**Task statement**: Return the Pushaw Stream article word for word from "2017 5 Pushaw" to "Stik-O soft plastic.".

**Given passage**:

·····

Pushaw Stream Pike - The Fisherman

Pushaw Stream Pike

2017 5 Pushaw Stream Pike Main
Introduced to the watershed in the early 2000s, pike have flourished in Pushaw Stream. The author landed this solid 28-incher on a pearl Stik-O soft plastic.

Pushaw Stream is no secret to Maine anglers because it’s a roadside gem, an easy access hot spot for smallmouth, largemouth, perch, pickerel and some very aggressive northern pike. The scenery is typically Maine: beautiful, quiet, rich with wildlife. The put-in is on West Old Town Road in Old Town, Maine, just 15 minutes west of Route 95 with sufficient parking for a few cars or trucks on the southern side just before the bridge. Unless you fish this stream at the height of mud season, it’s an easy trek down to the water with a canoe or kayak. Pushaw is a perfect light-tackle stream within reach of blue highways, camping and hotels.

The approximately five water miles from the Route 43 Bridge to Pushaw Lake Dam are lined with white pines, sugar maples and birches, low lush bushes, berries and wetland deposits of peat, silt and muck. This natural combination offers shading and submerged structure for small baitfish like shiners and suckers. After ice-out, lily pads begin to fill in the spaces between, and depending on water temperatures, might blanket a small area, but stream movement is strong enough to keep the center clear and free-flowing.

Further downstream, the river has a savannah feel, changing moods, foliage and scenery. There it bends like a puzzle piece to accept water from Mud Pond, also called Perch Pond. Smallmouth favor incoming flows. While the fishing slows along some stretches as protective grasses give way to tall beaver dams and lodges, those are places of rest for canoes and kayaks, places to float for a few minutes and take in a special Maine space.

One of the many benefits of fishing a roadside stream is that fish can be caught a mile downstream as often as just under the bridge, and here, that’s exactly where the story and cover begins. For largemouth bass, grasses are where it’s at: they glide through those sunken green fields waiting for passing meals, especially around the bridge where water velocity increases slightly. Stik-Os or Gary Yamamoto Senko worms in white or dark green worked well for us in the summer months when cast tight to the river’s edge. Given the depth of the river’s center, spinners and buzzbaits work as well while heavier football jigs may be sacrificed to sunken logs and limbs.

·····

**Data extract**:
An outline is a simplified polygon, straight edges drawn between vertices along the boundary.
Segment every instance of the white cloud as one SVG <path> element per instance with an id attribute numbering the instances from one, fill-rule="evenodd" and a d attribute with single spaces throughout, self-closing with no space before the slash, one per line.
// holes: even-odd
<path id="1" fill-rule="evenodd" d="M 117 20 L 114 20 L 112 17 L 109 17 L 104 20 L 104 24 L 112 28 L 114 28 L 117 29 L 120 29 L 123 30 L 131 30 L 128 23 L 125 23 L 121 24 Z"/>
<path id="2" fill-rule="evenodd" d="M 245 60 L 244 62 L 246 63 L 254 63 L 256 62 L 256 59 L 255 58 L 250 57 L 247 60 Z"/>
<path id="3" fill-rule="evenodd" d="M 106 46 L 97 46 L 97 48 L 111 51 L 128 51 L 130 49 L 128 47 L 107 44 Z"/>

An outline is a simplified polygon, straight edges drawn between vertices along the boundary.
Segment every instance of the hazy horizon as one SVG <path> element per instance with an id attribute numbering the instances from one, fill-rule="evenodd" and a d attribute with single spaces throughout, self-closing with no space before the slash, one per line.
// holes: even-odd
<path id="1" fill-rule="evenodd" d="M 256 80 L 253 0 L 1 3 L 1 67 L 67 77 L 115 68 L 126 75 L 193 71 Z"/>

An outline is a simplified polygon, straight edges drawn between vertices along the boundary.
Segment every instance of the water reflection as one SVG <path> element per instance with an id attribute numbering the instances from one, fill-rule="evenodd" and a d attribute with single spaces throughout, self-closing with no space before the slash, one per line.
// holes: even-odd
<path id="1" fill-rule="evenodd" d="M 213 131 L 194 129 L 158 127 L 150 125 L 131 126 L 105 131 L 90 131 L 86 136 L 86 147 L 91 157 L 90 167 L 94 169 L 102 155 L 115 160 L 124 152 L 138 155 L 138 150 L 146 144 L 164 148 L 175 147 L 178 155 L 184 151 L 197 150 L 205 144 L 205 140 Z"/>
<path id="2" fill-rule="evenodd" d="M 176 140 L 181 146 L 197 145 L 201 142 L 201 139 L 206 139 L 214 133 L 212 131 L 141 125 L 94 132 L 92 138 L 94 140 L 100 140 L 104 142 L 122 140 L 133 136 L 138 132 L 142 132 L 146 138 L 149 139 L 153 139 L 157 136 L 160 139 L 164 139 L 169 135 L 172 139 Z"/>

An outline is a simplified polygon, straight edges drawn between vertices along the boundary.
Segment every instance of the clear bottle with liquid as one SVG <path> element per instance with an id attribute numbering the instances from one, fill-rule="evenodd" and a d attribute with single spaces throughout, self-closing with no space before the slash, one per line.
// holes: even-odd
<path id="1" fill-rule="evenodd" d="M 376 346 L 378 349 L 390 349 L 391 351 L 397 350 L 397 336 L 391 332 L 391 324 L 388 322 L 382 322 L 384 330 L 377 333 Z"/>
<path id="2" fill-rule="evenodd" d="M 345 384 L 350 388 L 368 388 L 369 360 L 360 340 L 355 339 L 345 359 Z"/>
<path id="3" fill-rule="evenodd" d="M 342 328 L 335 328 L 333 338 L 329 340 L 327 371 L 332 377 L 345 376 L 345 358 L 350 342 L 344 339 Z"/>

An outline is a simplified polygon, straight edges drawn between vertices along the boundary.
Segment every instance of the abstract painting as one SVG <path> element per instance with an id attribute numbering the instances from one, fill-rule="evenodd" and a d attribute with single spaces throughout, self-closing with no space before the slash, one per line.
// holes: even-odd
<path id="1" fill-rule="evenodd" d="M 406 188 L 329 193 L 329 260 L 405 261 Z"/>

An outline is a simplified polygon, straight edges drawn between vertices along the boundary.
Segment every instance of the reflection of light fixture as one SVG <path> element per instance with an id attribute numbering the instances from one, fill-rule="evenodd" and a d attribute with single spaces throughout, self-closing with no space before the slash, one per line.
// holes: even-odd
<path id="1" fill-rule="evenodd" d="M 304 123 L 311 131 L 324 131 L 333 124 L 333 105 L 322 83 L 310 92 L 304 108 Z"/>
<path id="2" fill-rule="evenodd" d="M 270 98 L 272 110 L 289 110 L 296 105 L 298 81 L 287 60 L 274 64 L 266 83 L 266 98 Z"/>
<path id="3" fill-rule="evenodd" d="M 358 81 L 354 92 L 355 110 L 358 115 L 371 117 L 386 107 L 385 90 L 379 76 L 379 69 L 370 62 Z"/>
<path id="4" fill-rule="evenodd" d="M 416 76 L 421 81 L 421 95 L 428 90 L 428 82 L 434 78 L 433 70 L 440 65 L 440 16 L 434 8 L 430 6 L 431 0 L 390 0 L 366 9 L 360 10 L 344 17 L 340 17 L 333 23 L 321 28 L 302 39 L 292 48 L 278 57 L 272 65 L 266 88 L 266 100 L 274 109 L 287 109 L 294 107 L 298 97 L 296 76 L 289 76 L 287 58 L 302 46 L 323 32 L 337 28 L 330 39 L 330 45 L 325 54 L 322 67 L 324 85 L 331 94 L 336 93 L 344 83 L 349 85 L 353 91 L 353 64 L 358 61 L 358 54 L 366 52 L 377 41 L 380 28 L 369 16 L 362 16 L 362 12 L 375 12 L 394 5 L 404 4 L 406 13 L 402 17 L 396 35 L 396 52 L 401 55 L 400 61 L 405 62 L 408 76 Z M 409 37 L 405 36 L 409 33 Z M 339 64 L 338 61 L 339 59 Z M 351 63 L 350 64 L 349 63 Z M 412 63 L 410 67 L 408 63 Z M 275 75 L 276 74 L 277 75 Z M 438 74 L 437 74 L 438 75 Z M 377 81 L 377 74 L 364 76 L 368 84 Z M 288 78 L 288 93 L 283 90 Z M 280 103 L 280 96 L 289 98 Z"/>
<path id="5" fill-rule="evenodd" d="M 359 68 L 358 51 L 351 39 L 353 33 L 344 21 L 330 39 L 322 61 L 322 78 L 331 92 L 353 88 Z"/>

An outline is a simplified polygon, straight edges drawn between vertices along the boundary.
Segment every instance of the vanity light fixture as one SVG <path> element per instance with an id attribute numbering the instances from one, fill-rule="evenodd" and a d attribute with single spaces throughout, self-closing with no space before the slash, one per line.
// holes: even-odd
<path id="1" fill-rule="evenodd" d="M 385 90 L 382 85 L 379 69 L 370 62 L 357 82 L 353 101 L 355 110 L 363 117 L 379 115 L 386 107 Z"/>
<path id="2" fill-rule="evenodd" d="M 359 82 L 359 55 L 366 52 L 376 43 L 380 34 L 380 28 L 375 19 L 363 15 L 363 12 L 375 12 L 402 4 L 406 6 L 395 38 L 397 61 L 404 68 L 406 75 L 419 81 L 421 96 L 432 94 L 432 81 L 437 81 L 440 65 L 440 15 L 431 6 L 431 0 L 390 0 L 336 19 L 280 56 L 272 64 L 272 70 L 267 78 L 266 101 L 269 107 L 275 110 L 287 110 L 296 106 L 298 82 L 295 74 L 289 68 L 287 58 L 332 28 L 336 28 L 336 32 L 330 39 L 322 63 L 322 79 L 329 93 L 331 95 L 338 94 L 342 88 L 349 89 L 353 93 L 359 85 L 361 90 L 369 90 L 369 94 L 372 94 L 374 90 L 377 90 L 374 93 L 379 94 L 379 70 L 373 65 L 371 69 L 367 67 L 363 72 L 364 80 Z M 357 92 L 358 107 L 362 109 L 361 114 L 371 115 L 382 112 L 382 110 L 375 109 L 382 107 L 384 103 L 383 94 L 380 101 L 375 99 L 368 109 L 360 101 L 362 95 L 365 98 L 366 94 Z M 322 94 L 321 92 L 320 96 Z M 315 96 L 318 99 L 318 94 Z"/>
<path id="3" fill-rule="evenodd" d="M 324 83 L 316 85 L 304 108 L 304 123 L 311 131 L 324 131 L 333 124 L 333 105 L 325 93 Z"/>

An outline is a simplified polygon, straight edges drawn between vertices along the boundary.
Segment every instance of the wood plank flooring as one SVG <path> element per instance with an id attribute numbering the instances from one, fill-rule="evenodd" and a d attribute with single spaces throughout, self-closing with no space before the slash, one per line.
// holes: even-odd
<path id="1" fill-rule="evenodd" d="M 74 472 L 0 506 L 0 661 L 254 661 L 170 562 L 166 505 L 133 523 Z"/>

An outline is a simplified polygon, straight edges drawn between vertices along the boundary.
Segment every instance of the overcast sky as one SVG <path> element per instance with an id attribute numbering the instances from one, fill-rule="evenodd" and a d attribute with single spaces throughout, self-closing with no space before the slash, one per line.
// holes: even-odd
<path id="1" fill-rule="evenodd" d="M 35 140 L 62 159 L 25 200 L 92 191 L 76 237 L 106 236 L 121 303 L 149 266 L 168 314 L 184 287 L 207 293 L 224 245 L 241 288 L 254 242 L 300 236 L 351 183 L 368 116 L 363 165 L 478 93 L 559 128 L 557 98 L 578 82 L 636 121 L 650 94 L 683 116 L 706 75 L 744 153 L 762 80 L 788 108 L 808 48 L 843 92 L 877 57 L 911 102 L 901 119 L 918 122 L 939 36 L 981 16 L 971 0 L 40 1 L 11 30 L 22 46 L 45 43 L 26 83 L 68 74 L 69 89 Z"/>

·····

**Response to the task**:
2017 5 Pushaw Stream Pike Main
Introduced to the watershed in the early 2000s, pike have flourished in Pushaw Stream. The author landed this solid 28-incher on a pearl Stik-O soft plastic.